→ **What is being asked**: In the rows below, locate every line containing the string "text" and copy each of those lines. Case counts.

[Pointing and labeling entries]
....

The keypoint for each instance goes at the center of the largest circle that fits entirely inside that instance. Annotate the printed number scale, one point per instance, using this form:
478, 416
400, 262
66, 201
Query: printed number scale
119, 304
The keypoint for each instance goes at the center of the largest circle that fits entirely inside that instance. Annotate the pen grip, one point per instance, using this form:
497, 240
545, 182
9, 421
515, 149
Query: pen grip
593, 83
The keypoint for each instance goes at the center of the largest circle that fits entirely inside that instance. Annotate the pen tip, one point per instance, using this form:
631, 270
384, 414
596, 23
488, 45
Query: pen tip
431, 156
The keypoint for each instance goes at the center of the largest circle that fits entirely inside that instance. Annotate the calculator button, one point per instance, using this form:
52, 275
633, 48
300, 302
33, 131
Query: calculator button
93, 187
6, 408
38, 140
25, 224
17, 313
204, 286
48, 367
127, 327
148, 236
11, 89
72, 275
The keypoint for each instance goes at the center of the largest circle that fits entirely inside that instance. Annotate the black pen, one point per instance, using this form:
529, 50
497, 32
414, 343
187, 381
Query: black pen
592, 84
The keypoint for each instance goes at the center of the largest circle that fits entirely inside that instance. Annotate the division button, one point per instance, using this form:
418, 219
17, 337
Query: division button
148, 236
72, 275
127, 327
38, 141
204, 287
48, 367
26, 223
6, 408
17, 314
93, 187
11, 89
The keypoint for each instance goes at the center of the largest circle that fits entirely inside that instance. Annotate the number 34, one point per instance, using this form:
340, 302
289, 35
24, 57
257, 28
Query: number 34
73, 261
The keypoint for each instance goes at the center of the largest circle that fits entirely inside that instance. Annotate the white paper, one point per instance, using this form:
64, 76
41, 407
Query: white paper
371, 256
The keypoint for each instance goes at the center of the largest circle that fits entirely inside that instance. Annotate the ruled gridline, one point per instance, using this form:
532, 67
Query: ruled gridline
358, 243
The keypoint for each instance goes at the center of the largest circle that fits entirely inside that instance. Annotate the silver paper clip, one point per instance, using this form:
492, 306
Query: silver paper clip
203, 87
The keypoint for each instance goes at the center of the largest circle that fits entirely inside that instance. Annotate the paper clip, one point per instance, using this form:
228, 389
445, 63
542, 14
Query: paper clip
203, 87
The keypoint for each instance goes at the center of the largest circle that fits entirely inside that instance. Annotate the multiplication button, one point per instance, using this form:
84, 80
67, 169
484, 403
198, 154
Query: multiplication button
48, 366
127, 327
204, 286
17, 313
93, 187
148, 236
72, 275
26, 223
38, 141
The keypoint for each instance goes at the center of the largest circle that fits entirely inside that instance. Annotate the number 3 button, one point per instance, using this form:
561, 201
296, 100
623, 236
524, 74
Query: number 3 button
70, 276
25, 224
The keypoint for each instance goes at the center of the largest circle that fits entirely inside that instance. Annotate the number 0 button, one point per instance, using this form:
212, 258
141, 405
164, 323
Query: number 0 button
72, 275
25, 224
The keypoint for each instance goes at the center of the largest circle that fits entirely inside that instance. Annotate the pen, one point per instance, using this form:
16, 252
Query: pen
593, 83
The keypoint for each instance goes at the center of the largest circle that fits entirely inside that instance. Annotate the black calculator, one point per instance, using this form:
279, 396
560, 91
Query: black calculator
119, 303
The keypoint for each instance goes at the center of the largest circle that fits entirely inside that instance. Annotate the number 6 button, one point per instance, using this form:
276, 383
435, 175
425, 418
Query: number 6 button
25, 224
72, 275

....

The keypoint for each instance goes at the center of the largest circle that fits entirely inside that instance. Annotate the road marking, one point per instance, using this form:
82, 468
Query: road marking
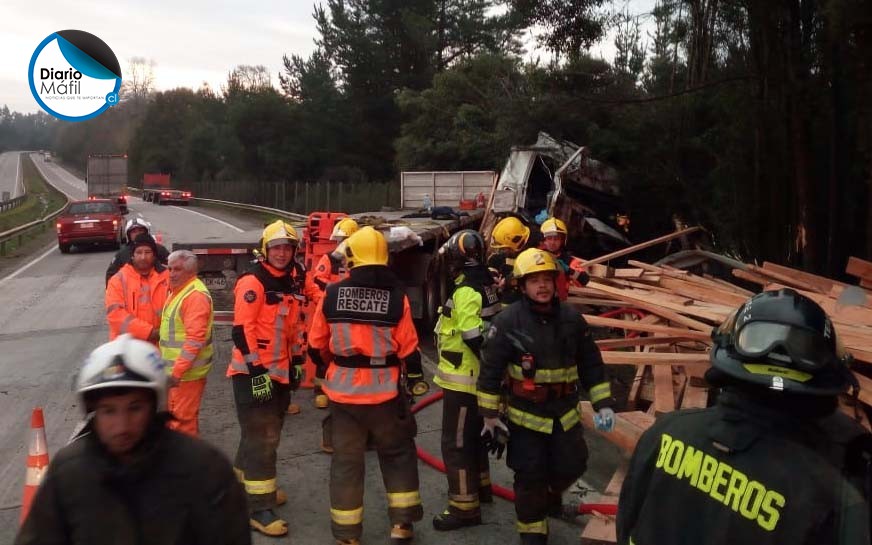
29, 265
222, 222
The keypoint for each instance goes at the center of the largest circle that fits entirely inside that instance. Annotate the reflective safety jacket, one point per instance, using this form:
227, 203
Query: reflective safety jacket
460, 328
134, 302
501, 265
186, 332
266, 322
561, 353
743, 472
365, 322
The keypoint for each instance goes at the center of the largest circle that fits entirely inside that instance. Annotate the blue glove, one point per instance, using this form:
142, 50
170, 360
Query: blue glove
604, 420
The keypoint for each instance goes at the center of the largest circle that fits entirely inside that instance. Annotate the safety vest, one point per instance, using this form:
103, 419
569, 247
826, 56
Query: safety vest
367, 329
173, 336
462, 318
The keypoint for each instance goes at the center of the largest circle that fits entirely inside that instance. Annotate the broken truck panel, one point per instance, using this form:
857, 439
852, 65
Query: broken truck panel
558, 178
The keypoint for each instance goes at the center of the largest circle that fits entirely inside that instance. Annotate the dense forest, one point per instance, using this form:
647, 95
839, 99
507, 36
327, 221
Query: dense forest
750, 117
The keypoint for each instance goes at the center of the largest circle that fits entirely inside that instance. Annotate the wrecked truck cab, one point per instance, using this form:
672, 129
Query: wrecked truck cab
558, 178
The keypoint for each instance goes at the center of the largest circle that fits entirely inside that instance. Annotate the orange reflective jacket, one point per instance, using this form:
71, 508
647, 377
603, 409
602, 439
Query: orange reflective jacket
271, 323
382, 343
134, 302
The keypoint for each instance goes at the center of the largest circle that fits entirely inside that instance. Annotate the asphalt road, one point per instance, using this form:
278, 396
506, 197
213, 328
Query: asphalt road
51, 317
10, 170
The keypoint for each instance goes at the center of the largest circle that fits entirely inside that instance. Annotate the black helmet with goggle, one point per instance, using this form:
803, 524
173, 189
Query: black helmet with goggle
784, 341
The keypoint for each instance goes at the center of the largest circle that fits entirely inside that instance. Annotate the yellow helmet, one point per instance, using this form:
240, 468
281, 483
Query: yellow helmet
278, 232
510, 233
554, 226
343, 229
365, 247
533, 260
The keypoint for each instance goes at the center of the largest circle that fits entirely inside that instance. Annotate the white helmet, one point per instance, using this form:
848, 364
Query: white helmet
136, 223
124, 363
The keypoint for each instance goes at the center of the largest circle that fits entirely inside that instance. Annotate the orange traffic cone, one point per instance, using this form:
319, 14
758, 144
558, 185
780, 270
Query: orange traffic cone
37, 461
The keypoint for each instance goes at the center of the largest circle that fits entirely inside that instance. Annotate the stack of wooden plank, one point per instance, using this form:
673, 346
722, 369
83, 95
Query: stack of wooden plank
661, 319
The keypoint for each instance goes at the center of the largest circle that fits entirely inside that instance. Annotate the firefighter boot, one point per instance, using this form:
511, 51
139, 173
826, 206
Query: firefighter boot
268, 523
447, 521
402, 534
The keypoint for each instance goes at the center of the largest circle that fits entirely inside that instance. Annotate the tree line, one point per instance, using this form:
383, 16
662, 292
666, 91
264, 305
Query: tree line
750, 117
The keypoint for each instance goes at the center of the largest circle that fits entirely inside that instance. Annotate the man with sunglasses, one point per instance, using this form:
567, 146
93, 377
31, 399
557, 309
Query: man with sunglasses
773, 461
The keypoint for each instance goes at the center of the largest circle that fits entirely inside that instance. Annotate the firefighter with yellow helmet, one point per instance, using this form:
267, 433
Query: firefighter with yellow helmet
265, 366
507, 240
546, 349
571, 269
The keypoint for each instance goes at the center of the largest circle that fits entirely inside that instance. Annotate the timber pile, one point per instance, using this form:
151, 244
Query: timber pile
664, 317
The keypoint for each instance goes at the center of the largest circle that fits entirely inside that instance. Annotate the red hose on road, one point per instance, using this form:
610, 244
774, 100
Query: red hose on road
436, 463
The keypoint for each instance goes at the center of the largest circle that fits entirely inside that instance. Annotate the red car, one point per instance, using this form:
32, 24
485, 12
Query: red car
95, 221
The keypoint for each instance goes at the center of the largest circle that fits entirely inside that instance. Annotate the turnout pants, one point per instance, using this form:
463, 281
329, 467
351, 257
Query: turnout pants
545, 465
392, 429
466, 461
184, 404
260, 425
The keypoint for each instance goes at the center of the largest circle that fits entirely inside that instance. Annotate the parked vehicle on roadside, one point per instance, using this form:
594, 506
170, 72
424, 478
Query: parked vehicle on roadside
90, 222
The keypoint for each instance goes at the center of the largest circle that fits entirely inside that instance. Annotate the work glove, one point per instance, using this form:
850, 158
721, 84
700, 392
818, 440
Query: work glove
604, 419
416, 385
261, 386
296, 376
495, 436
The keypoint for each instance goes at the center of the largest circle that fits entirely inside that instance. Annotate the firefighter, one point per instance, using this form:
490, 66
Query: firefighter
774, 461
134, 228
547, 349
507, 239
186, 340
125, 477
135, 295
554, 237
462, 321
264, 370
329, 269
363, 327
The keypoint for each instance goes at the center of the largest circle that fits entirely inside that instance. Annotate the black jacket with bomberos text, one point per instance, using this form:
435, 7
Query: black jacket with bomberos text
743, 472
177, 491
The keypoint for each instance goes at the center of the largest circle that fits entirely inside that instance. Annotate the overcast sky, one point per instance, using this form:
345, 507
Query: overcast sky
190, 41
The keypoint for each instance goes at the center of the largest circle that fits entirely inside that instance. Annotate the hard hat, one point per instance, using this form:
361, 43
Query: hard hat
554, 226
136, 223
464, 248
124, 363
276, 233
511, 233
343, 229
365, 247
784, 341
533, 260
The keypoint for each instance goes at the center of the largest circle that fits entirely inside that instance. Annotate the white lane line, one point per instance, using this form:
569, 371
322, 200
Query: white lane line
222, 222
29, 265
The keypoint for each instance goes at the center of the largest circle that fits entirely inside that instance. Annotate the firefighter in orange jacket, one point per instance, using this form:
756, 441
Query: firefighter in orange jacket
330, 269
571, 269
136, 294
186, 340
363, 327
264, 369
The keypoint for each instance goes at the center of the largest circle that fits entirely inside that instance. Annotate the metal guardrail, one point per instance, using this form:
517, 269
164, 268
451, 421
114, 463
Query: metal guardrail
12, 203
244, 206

....

→ **Exercise output**:
The keypoint for each instance goes at the center of the largest circle that fits entirely inside that instance. Annotate the black jacket with bomberos text, one point per instance, using this form:
Query: black jacket with bomberos text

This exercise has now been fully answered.